[BEGIN The records]
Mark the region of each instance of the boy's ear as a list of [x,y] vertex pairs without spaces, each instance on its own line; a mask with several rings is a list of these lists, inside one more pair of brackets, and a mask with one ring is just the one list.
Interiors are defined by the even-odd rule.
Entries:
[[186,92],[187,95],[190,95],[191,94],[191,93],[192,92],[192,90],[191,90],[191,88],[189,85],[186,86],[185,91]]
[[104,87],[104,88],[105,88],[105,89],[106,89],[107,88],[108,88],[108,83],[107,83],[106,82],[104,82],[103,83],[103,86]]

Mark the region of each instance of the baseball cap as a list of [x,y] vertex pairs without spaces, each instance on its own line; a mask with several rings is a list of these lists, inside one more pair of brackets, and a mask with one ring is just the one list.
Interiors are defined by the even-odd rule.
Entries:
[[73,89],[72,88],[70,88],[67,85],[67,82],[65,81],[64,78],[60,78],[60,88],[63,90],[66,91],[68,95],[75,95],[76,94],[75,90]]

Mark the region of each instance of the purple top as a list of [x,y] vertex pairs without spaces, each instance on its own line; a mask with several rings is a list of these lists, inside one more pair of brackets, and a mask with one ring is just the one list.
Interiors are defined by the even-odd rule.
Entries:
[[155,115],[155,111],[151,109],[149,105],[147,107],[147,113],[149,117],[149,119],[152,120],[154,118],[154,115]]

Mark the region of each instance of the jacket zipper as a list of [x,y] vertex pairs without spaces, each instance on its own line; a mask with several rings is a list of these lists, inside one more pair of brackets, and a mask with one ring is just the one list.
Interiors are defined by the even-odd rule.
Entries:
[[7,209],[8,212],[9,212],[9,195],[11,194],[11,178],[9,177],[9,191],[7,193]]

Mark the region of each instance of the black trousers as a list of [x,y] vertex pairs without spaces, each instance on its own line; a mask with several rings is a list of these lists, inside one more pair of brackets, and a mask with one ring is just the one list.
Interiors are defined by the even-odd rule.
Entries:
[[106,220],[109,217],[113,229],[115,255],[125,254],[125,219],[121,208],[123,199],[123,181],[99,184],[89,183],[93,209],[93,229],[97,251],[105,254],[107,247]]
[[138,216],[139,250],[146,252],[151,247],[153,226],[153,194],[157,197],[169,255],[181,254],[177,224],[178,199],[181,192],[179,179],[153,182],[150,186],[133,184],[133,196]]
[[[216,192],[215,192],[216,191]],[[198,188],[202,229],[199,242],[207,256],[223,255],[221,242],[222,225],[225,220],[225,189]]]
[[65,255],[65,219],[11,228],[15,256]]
[END The records]
◆ What is asked ◆
Copy every line of the records above that contains the word "instance".

◆ Written solution ◆
Mark the region of each instance of the boy's ear as a list of [x,y] vertex pairs without spaces, each instance on its own line; a mask with several rings is a list of these lists, inside one more pair of brackets, and a mask with one ring is just the one list.
Mark the region of each instance of the baseball cap as a list of [x,y] vertex pairs without spaces, each instance on its own line; a mask with several rings is a list of these lists, inside one more pair of brackets, and a mask with one ring is just the one list.
Mark the region of each instance of the purple top as a list of [x,y] vertex pairs without spaces, each instance on its own line; a mask with several rings is a list of these lists, inside one more pair of brackets, and a mask with one ring is just the one list.
Mark the region of each instance of the jacket zipper as a list of [x,y] vertex pairs without spaces, each instance on its own line; a mask with several rings is a list of these lists, inside one more pair of brackets, and a mask with one ring is just the one list.
Mark the region of each instance of the black trousers as a list of [x,y] vertex pairs without spaces, each instance on its own line; a mask with several rings is a list of these lists, inside one more pair of brackets, and a mask with one ring is just the one list.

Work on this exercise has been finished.